SELECTED TEXT:
□ □ □

In addition, here are studies that were included in the comments on Amendment 1 as well as others that were available at the time of the Council’s decision.

1) The Keystone Role of Herring as Forage

What Eats Herring in the Gulf of Maine?

According to the Gulf of Maine Aquarium website, “Almost everything.”
GMA goes onto explain that, “The Atlantic herring is one of the most important pelagic species in the Gulf of Maine and throughout the North Atlantic. Many species of fish, bird, and marine mammal rely on herring as a source of food.” GMA

The landmark book Fishes of the Gulf of Maine elaborates, explaining that “The herring is the best of all bait fishes in the Gulf, where it is preyed upon by all kinds of predacious fish, especially by cod, pollock, haddock, silver hake, striped bass, mackerel, tuna , salmon, and dogfish, and by the mackerel shark…The finback whales also devour herring in great quantities. The short finned squid likewise destroys multitudes of the young sardines.” (Henry Bigelow and William Schroeder. Fishes of the Gulf of Maine [Fishery Bulletin of the Fish and Wildlife Service, Volume 53, 1953]) 90

The GMA also points out that dolphins, Harbor porpoise, Harbor and gray seals, Atlantic puffins, razorbills, common terns, and artic terns all rely on herring for food as well.

It is also well known that humpback whales, shearwaters, gannets, herring gulls and cormorants all feed on herring as well.

□ □ □

Location identification entries:
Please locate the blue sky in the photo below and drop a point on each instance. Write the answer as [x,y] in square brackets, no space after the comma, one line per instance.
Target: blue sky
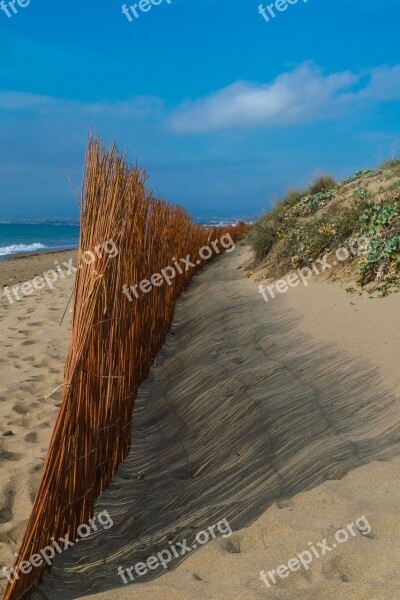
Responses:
[224,110]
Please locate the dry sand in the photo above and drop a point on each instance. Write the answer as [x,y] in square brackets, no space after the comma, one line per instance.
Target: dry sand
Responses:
[281,417]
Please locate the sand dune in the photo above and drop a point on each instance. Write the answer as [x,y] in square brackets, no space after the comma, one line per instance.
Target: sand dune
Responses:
[248,415]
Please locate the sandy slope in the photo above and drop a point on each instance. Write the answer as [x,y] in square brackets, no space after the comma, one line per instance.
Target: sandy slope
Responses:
[254,413]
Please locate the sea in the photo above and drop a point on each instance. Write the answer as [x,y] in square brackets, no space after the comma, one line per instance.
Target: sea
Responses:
[33,237]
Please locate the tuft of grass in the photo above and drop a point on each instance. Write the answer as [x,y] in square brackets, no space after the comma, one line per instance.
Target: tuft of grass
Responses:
[321,185]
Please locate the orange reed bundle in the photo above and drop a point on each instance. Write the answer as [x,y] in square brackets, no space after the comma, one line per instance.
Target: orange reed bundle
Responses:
[113,345]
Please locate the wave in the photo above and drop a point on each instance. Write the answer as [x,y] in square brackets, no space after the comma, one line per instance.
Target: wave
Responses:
[4,250]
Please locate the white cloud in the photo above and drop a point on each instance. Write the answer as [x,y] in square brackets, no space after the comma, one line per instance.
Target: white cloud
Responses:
[303,95]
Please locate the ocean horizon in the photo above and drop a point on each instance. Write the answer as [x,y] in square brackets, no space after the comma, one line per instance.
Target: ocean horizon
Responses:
[31,236]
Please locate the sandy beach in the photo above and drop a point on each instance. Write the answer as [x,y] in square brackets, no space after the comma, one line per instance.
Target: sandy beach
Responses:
[281,418]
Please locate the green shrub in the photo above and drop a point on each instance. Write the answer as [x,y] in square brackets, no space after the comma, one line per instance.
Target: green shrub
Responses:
[322,184]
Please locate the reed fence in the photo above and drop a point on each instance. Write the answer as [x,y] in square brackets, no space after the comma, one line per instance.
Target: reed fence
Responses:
[113,344]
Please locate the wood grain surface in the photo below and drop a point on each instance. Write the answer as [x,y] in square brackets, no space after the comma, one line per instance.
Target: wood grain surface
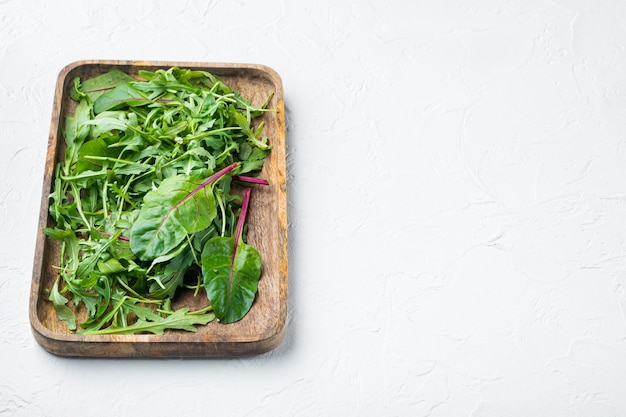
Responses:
[263,328]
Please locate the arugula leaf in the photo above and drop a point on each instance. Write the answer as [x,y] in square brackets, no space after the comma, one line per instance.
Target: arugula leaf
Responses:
[180,319]
[119,96]
[63,311]
[95,87]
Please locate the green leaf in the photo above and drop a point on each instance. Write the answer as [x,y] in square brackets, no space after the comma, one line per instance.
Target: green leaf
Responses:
[230,281]
[63,311]
[179,206]
[95,87]
[180,319]
[124,94]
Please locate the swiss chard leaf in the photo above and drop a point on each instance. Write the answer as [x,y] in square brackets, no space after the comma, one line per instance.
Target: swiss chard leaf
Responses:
[95,87]
[179,206]
[231,271]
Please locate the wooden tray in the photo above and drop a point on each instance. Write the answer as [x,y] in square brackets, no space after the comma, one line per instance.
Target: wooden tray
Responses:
[263,328]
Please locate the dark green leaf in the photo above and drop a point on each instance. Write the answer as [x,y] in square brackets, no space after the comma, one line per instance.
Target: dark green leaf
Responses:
[230,281]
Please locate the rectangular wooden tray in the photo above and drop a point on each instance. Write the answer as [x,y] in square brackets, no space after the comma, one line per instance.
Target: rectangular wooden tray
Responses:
[263,328]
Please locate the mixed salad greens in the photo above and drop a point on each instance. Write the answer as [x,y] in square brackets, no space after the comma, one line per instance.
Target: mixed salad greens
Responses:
[142,202]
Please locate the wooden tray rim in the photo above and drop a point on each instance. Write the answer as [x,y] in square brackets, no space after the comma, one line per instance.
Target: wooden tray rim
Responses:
[164,344]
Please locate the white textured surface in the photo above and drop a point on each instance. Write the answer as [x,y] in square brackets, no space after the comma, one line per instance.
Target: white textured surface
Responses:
[457,206]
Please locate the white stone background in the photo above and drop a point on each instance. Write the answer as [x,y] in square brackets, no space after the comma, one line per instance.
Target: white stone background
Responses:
[457,206]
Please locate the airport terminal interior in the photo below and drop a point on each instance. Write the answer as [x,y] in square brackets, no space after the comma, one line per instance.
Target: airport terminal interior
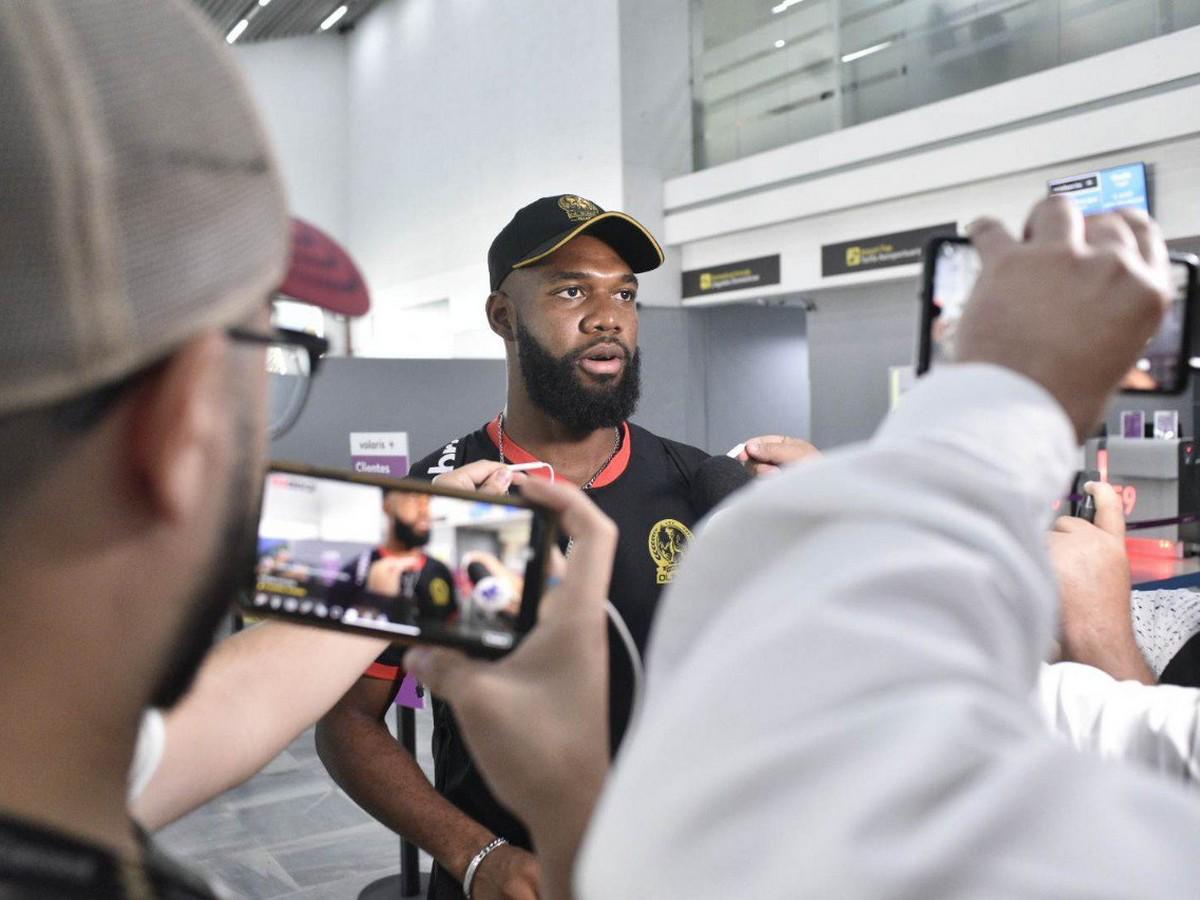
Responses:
[797,160]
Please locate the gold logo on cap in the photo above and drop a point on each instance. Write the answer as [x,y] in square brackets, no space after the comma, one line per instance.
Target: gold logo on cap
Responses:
[577,209]
[669,540]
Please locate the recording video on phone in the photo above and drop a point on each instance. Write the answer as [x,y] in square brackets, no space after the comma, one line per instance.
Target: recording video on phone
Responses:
[952,267]
[397,559]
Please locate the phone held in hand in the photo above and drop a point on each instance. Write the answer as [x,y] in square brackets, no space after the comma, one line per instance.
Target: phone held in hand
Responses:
[952,267]
[399,558]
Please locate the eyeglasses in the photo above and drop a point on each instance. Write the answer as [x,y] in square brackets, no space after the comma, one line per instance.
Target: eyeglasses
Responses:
[292,360]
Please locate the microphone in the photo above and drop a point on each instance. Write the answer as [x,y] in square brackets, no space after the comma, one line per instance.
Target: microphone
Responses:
[715,479]
[477,573]
[490,595]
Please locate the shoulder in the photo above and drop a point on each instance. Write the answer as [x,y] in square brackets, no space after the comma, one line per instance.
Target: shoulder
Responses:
[451,455]
[685,456]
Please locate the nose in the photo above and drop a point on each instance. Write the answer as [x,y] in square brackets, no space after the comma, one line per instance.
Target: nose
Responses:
[605,317]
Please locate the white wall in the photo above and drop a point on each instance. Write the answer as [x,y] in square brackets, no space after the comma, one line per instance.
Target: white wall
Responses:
[988,151]
[300,88]
[460,113]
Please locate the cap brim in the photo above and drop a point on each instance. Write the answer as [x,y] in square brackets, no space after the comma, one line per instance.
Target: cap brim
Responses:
[322,273]
[623,233]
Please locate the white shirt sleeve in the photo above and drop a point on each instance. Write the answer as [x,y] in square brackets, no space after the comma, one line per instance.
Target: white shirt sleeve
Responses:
[839,682]
[147,753]
[1151,725]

□ □ □

STATED TASK 1:
Retype the part of the passage on herring as forage that opens with the words containing "In addition, here" and closes with "Gulf of Maine?".
STATED TASK 2:
Write what comes next in the passage on herring as forage in the Gulf of Maine, picking up after its final sentence.

WRITTEN ANSWER 1:
In addition, here are studies that were included in the comments on Amendment 1 as well as others that were available at the time of the Council’s decision.

1) The Keystone Role of Herring as Forage

What Eats Herring in the Gulf of Maine?

WRITTEN ANSWER 2:
This comprises most of the species in the Gulf of Maine ecosystem that are larger than-and thus capable of-feeding on this small, plankton feeding, forage fish.

*Appendix V of Final Herring Amendment 1-The Role of Atlantic Herring, Clupea Harengus, in the Northwest Atlantic Ecosystem (NEFMC Staff September 2003)-discusses these predator-prey interactions in great depth.

*Andrew Read and Carrie Brownstein. Considering other Consumers: Fisheries, Predators, and Atlantic Herring in the Gulf of Maine. Conservation Ecology 7.1 (2003)

Discusses the need for herring as a forage source for many of the species in the Gulf of Maine. Outlines the possible (gross) underestimation of the natural mortality of herring: for example, the study explains that “We estimate that the consumption of herring by these upper trophic level predators may have exceeded the estimate of natural mortality used in stock assessment models by more than fourfold in 1991” It explains the need for better understanding and quantification of the forage role of herring in the Gulf of Maine and the need to better account for natural mortality when assessing stock size.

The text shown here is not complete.